## [Record set]
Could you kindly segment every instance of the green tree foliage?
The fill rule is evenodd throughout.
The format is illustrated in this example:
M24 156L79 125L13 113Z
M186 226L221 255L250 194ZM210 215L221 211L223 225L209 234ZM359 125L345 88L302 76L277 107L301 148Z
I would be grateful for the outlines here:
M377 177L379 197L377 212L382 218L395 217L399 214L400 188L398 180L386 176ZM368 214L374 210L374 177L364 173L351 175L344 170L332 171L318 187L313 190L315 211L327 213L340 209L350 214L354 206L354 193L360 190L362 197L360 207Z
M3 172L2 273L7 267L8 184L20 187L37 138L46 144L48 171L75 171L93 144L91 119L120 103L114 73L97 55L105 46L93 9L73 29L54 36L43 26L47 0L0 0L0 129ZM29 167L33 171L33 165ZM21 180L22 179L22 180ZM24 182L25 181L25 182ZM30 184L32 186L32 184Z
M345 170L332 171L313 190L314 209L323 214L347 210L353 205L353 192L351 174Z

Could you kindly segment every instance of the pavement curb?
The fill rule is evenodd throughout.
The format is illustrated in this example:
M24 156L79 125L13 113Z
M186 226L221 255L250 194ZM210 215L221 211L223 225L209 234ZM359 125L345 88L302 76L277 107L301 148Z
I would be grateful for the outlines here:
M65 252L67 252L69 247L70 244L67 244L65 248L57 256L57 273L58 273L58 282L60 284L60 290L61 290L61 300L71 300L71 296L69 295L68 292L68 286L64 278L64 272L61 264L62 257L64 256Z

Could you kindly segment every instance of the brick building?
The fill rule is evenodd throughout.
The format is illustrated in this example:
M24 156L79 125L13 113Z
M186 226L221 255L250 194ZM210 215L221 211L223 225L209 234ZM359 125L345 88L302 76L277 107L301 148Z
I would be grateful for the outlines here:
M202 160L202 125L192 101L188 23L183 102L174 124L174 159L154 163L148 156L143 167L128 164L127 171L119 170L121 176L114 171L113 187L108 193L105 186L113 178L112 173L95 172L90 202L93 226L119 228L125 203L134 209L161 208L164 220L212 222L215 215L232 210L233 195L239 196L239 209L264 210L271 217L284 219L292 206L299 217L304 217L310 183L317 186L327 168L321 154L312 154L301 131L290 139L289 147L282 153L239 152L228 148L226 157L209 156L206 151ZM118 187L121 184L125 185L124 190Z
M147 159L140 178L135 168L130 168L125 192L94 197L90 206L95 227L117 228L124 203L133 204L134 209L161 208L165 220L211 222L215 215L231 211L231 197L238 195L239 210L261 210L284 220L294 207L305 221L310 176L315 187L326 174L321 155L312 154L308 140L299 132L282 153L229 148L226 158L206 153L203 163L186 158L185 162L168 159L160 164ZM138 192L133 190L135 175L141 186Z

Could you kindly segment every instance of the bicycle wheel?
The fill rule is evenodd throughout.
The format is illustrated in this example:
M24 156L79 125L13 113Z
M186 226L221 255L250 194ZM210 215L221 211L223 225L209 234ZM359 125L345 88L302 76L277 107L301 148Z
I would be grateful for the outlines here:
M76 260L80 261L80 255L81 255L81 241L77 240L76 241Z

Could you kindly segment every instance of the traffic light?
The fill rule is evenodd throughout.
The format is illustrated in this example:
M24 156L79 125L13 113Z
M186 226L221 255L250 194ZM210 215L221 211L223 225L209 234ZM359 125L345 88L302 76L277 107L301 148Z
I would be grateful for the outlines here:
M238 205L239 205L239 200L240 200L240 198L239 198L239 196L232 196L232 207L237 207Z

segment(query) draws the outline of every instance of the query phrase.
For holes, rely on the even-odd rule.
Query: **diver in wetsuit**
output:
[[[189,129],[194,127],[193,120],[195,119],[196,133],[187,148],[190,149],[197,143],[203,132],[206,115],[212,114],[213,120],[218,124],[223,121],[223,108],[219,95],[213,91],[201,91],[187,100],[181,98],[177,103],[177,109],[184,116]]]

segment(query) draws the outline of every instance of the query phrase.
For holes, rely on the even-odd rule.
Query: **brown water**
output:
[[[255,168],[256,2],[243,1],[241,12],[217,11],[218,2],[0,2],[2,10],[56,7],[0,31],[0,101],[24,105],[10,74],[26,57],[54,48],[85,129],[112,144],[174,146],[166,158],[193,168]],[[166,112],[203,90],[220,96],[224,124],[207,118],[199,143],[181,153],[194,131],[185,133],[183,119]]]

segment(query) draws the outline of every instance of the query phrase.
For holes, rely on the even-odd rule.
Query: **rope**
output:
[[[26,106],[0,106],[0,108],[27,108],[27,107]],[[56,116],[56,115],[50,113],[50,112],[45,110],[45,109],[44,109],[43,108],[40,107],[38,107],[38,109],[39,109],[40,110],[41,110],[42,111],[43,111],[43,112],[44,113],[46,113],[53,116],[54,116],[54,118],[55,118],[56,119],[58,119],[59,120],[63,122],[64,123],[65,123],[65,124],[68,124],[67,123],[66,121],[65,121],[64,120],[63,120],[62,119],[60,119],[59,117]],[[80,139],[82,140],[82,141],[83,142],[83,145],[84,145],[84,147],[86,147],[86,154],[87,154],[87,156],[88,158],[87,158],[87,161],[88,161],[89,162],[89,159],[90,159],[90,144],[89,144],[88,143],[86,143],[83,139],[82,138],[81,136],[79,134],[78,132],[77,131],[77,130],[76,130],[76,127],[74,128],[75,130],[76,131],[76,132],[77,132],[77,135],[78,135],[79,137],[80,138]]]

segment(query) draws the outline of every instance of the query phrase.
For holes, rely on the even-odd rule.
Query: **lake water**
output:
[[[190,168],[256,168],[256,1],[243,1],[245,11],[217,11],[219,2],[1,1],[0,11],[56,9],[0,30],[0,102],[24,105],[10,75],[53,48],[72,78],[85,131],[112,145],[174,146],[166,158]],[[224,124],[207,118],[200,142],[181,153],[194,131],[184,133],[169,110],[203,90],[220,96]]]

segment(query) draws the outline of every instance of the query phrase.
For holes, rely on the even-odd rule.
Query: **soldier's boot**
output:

==

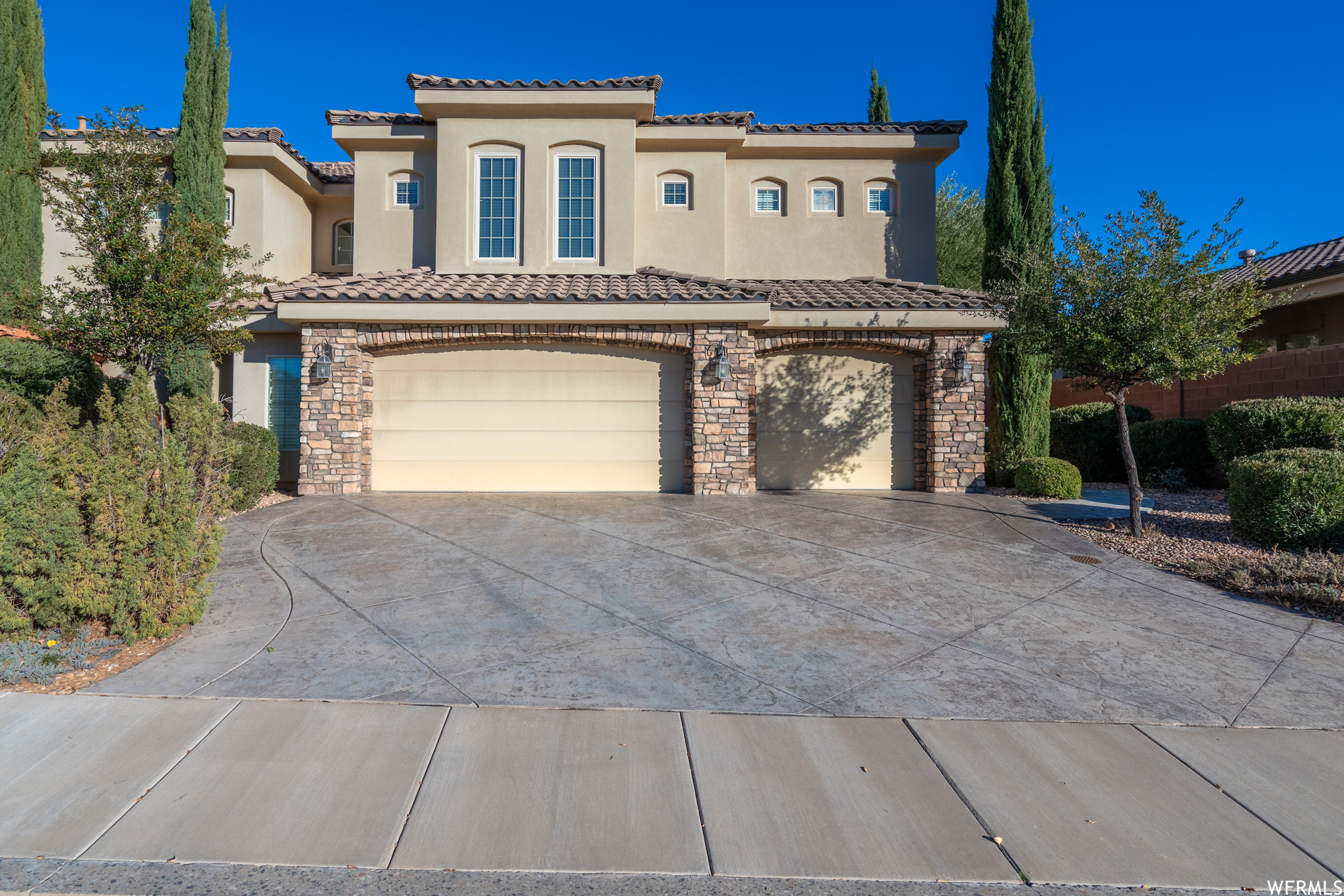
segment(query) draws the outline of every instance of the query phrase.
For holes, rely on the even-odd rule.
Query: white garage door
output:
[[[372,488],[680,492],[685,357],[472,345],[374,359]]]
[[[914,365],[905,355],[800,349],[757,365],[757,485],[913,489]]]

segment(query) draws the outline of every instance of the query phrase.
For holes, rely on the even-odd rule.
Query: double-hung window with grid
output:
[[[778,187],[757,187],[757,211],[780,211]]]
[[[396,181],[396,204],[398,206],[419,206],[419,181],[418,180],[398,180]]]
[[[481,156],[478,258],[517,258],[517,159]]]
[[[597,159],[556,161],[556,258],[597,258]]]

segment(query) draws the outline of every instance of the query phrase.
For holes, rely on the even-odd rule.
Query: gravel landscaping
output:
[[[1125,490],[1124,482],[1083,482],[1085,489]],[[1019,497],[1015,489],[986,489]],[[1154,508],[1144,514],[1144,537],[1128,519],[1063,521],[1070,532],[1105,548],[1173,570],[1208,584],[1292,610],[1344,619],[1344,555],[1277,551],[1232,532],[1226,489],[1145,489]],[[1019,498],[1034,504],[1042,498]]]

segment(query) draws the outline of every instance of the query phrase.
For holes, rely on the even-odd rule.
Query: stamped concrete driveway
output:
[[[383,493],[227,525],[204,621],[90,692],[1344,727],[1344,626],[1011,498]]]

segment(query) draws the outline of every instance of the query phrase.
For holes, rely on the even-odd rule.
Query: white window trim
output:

## [Do this]
Could you rewrite the listing from the line with "Could you kindly segment every instance of the pavement" up to and including the line with "M65 252L67 252L69", putting "concrete curb" in place of "pavement curb" and leaving everything else unchanged?

## [Task answer]
Could you kindly segment every instance of the concrete curb?
The fill rule is evenodd throughout.
The format is illustrated in this example:
M24 156L79 125L13 113Z
M186 226L221 255L250 194ZM210 215L221 211L223 225L209 234ZM359 125L345 88L302 76L277 107L301 148Z
I would be grateful for the outlines here:
M65 252L67 252L69 247L70 244L67 244L65 248L57 256L57 273L58 273L58 282L60 284L60 290L61 290L61 300L71 300L71 296L69 295L68 292L68 286L64 278L64 272L61 264L62 257L64 256Z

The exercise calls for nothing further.